## Begin TEXT EXTRACT
Below you can find some of the projects I’ve worked on as well as ongoing research.

Self-organization of turbulent flows

Turbulence is usually viewed as the breaking up of a large scale flow into ever smaller chaotic motions. A quantitative manifestation of this picture is the energy cascade, with energy flowing from large scales to increasingly smaller ones, where it is eventually dissipated by viscosity.
On the contrary, when most of the energy is concetrated in 2d modes, energy is transferred to progressively larger scales–in an inverse cascade. This process can then terminate in the self-organization of the turbulence into a large scale mean flow, a so-called condensate, on top of small scale fluctuations.

Although such 2d turbulence may seem like an abstract concept, many natural flows are effectively restricted to two dimensions: planetary-scale flows in the ocean and atmosphere are an example, and they are often made up of coherent currents or vortices in combination with chaotic fluctuations.

Our work is centered around the following questions: What are the rules of self-organization for the condensate? Which of its features are universal? What happens when the range of fluid-element interactions is below the energy injection scale? Recently, we have also started to explore condensates that have both 2d-like and 3d-like interactions.

Read more

  • Svirsky, A, and Frishman A. “Out-of-equilibrium fluxes shape the self-organization of locally-interacting turbulence”. Phys. Rev. Lett. 134(20), 204001 (2025).
  • Svirsky, A., Herbert, C. and Frishman, A. “Two-dimensional turbulence with local interactions: statistics of the condensate.” Phys. Rev. Lett., 131(22), 224003 (2023).
  • Frishman, A. and Herbert C. “Turbulence Statistics in a Two-Dimensional Vortex Condensate.”  Phys. Rev. Lett. 120.20: 204505 (2018).
  • Frishman A. “The culmination of an inverse cascade: mean flow and fluctuations.” Physics of Fluids 29.12: 125102. (2017).
The large scale flow can either form jets or vortices, depending on the distance of the dissipative scale from the forcing scale when energy in LQG turbulence
The large scale flow can either form jets or vortices, depending on the distance of the dissipative scale from the forcing scale when energy in LQG turbulence [Figure from Svirsky, A., and Frishman A. Phys. Rev. Lett.  134, 204001(2025)].

Subcritical transition to turbulence

Fluid flow generically becomes turbulent when the Reynolds number, which is the relevant control parameter, is sufficiently increased. In flows where the base state is linearly stable, termed subcritical flows, this transition occurs directly to a turbulent state, with turbulence appearing intermittently in space and time. With increasing Reynolds number, the system transitions between several different phases until finally reaching the homogeneous turbulent state.
## End TEXT EXTRACT
TO BE DONE: In the turbulence text, what name is given to the large scale mean flow that turbulence can organize itself into?
## Begin INFORMATION PROVIDED
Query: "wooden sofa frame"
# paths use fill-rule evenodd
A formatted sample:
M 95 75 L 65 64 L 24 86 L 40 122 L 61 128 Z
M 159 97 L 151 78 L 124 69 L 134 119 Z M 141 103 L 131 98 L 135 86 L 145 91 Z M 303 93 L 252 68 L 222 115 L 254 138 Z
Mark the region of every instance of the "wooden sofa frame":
## End INFORMATION PROVIDED
EXERCISE RESPONSE: A condensate.